Problem requirements: What lines of the material below include the string "stands"? Copy all of them.

Records to process:
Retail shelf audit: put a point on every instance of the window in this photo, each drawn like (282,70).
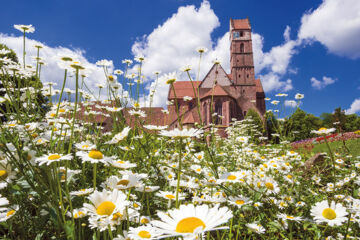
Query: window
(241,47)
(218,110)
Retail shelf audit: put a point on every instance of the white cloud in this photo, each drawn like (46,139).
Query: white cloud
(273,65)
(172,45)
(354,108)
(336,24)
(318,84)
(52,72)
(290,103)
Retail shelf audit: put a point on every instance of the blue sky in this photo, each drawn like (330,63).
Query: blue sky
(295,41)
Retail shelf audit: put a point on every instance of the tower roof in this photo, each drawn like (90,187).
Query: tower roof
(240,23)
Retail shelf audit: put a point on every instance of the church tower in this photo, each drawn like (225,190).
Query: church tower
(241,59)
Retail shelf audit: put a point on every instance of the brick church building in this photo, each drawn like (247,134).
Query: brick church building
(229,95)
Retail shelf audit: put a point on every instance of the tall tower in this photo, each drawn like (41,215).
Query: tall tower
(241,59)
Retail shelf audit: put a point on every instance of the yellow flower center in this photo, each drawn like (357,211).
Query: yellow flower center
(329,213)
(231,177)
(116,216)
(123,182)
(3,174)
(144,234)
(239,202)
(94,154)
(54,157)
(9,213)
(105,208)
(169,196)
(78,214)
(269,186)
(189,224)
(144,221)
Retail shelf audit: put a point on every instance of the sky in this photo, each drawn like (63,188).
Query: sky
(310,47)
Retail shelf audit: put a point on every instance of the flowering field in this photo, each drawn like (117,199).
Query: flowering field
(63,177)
...
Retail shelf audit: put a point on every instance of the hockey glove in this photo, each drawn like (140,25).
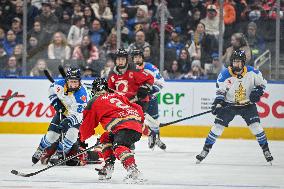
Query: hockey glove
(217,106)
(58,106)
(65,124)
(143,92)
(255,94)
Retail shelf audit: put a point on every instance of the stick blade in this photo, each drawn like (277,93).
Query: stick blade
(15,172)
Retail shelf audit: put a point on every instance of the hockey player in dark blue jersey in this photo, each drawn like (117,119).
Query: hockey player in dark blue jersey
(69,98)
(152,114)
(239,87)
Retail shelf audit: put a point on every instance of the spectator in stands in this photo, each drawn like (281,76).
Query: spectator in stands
* * *
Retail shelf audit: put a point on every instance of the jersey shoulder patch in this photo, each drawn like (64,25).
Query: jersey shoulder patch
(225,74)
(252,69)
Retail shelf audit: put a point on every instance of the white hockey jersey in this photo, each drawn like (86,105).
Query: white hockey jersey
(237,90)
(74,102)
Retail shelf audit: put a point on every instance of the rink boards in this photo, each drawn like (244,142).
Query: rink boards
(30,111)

Output for this exercise:
Retail shelf audit: put a point on every instance of the spectator in stands in this photo, each drawn like (281,76).
Query: spectator in stands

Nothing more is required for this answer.